Photos ci-dessus: dans la Sarthe en haut à gauche,« Dans cette parcelle de Colza, j'agis pour protéger les abeilles !» (rien n'est moins sûr quand on connaît l'itinéraire technique adopté par l'agriculteur), et dans le Loir-et-Cher, "Votre alimentation commence ici" (peut-être à l'endroit même où s'arrête notre santé!)... Quand l'agriculture est en pleine crise démagogique © Yann Batailhou
Un des indicateurs biologiques le plus sensible à la destruction des milieux naturels est certainement celui des papillons de jour (l’Office pour les insectes et leur environnement estime que, dans certains départements français, 2 espèces de papillons de jour sur 3 ont déjà disparus). Les causes de ce déclin majeur est lié au drainage des milieux naturels humides (ayant pour fonction l’utilisation des terres à des fins agricoles) et la conversion d’espaces naturels en terres agricoles utilisées intensivement.

* Ce que vous ferez
1. Répondez à ces questions sur le texte consacré à l'agriculture et aux papillons de jour :
(a) Dans quel département se trouve le panneau « Votre alimentation commence ici » ?
(b) Selon l'Office pour les insectes et leur environnement, quelle part des espèces de papillons de jour a déjà disparu dans certains départements français ?
(c) Quelle fonction le texte attribue-t-il au drainage des milieux naturels humides ?
2. Rédigez la suite du texte sur l'agriculture et les papillons de jour, à partir de sa dernière phrase.

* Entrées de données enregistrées
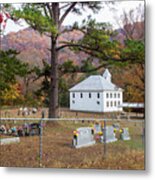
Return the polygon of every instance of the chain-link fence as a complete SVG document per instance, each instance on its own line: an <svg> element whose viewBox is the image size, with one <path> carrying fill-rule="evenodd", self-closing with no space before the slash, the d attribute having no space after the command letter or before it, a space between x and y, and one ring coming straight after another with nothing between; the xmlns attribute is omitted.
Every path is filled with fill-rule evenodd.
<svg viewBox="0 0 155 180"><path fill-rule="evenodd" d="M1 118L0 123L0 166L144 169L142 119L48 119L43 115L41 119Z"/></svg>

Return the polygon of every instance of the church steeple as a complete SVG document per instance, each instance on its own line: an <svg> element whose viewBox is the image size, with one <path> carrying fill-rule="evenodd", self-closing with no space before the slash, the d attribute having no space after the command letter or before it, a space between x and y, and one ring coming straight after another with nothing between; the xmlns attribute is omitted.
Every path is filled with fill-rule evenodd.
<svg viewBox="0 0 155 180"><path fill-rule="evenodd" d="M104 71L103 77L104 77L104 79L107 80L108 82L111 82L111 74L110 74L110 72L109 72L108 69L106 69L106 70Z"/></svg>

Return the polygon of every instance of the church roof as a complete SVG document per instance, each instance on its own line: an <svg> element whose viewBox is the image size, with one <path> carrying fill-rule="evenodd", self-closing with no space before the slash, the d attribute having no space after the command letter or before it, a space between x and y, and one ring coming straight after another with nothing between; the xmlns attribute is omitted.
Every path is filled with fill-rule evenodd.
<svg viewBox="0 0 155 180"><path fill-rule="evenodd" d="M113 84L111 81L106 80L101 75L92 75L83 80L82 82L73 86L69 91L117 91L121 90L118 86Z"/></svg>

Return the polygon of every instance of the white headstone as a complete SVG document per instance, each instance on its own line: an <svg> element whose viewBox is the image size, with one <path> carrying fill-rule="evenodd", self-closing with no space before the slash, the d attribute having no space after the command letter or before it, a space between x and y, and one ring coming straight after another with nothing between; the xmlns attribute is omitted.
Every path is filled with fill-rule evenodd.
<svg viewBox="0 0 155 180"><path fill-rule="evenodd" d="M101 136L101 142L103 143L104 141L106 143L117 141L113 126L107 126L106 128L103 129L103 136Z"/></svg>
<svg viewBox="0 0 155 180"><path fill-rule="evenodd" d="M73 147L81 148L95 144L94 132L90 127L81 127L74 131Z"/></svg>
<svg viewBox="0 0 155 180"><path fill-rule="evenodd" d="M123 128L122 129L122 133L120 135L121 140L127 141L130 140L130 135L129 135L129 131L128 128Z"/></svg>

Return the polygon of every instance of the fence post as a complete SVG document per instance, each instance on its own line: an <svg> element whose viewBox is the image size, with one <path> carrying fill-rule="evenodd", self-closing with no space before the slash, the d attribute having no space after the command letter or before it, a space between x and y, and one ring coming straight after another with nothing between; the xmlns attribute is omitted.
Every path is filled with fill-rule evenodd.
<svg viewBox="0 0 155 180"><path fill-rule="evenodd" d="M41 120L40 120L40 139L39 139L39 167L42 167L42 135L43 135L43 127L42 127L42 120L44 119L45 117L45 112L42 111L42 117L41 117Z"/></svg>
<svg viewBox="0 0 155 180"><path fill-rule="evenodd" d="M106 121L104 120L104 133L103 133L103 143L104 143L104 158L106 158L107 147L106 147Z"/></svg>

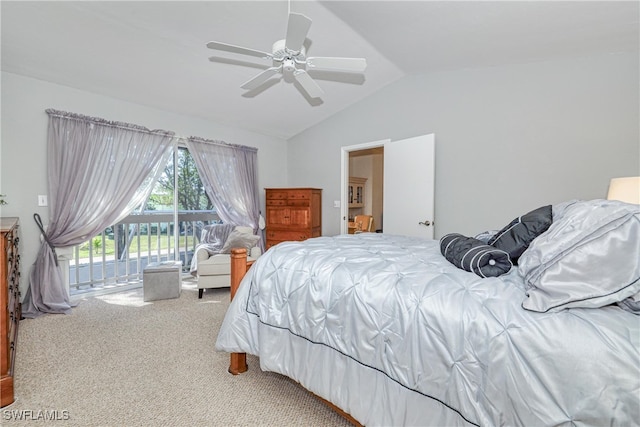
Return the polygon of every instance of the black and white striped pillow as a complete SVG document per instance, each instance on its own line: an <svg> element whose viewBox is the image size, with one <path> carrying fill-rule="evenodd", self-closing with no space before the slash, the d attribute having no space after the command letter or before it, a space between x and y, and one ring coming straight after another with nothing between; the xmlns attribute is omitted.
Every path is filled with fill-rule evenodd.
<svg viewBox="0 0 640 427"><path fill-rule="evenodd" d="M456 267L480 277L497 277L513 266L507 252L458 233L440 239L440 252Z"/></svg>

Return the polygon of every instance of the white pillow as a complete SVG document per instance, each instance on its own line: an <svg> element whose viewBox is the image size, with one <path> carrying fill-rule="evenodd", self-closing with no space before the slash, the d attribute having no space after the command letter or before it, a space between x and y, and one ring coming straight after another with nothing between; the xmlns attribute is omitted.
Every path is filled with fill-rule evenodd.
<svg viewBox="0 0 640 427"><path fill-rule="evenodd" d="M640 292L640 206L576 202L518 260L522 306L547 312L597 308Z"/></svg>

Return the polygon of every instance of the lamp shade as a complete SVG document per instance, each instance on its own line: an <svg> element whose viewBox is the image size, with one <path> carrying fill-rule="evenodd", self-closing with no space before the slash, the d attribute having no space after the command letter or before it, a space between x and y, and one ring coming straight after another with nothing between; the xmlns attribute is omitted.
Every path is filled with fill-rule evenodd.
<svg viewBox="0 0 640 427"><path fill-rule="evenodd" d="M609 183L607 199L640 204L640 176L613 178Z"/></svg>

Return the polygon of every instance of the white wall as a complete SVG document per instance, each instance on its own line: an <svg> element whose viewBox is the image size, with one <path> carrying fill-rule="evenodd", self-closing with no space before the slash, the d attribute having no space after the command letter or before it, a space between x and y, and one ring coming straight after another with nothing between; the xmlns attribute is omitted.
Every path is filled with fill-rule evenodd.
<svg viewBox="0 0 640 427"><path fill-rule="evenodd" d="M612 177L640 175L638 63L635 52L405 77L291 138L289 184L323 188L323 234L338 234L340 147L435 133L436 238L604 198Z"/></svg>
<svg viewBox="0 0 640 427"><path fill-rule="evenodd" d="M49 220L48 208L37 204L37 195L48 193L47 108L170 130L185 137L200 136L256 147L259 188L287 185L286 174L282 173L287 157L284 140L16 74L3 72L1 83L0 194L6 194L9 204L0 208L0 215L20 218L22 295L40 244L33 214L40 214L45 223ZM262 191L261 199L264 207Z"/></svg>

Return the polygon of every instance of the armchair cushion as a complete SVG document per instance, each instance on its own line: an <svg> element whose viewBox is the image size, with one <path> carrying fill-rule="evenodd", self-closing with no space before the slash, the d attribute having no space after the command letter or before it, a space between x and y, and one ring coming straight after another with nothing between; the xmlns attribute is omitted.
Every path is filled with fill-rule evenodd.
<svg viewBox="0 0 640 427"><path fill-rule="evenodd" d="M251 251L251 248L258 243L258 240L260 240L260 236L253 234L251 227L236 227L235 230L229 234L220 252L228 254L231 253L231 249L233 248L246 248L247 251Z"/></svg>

---

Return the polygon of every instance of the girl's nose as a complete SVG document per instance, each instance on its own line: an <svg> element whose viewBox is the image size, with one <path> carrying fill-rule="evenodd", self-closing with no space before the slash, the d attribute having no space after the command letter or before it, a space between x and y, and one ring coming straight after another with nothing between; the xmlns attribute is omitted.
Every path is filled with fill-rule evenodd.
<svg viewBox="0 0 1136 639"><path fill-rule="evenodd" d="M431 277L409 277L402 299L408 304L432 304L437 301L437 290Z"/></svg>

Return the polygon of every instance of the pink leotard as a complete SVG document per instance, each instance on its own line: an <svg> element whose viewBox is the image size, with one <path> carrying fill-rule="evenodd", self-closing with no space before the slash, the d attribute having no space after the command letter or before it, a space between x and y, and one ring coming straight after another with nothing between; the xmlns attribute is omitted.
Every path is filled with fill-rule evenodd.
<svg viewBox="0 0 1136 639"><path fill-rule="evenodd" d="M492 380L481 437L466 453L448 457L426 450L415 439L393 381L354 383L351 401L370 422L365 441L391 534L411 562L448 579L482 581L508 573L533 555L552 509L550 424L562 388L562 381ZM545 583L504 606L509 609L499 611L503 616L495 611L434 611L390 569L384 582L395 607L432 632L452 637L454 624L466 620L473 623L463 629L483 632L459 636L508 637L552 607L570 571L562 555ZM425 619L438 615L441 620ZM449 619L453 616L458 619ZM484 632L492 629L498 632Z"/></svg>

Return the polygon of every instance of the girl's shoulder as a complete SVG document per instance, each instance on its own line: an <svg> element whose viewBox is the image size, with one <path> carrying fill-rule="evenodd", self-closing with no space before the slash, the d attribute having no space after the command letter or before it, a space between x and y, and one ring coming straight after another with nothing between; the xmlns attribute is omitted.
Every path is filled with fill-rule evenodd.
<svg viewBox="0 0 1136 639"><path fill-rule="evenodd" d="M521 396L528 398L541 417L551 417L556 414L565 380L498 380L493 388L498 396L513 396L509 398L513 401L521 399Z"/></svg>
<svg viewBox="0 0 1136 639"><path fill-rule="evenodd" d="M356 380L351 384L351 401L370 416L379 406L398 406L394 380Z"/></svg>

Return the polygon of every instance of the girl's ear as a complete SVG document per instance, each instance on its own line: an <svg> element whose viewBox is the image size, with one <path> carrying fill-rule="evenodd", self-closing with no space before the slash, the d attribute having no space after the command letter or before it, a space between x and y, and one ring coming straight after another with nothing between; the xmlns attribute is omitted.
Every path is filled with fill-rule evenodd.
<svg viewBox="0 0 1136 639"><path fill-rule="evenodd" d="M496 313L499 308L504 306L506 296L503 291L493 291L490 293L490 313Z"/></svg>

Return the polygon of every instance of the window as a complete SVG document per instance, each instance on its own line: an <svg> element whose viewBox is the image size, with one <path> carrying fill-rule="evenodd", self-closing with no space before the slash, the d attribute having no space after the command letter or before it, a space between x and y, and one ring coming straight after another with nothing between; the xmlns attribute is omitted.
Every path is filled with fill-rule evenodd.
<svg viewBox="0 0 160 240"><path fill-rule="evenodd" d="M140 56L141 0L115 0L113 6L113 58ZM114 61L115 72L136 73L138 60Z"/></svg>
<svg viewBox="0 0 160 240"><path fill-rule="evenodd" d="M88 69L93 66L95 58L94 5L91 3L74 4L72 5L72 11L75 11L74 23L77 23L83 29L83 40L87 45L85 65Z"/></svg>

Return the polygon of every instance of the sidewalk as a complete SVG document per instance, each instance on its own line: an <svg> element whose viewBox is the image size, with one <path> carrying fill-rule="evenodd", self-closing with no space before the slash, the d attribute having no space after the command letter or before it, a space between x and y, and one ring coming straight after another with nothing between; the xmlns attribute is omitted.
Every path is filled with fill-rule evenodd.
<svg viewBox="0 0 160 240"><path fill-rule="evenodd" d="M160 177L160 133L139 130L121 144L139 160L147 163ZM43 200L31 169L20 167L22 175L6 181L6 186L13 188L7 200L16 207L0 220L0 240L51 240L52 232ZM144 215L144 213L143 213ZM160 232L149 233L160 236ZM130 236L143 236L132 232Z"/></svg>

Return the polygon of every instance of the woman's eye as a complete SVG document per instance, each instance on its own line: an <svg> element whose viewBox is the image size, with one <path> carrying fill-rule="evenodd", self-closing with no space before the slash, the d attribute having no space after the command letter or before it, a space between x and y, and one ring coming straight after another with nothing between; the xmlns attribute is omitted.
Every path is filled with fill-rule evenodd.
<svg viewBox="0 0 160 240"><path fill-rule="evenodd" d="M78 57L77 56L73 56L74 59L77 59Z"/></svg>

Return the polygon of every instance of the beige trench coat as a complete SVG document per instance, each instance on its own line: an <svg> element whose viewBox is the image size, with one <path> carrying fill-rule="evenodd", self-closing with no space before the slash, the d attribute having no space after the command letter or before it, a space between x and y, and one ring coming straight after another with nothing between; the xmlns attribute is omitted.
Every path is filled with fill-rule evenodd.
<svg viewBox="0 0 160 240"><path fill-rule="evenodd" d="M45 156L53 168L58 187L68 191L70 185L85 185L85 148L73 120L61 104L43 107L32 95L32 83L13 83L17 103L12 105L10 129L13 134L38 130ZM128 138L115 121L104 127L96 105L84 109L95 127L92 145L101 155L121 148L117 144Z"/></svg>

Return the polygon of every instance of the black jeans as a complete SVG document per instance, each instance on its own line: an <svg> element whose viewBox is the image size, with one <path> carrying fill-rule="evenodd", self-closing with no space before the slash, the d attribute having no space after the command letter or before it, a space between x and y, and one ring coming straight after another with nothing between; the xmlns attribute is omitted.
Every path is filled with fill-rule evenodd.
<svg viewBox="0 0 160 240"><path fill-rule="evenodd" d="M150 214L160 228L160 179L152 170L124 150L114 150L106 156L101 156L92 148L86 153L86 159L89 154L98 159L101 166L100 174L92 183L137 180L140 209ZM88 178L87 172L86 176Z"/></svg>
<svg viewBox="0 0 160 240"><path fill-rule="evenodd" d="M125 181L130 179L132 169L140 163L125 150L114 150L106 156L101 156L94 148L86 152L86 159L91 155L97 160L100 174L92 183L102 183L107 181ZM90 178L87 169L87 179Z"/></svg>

* Réponses aux exercices
1.
(a) Ce panneau se trouve dans le Loir-et-Cher.
(b) Deux espèces de papillons de jour sur trois ont déjà disparu.
(c) Le drainage sert à utiliser les terres à des fins agricoles.

2.
A contrario, l’abandon des terres agricoles (et notamment de l’élevage) conduit dans une grande partie du territoire français à une fermeture des milieux (évolution d’un stade herbacé vers un stade forestier). Or, ce sont les milieux prairiaux (prairies calcicoles notamment) ou les landes qui sont les plus riches en flore et en papillons.
Bref, en d’autres termes, d’un côté on abandonne l’élevage extensif et, de l’autre, on privilégie une agriculture intensive qui dépeuple et uniformise nos champs et qui a des impacts sur la santé publique.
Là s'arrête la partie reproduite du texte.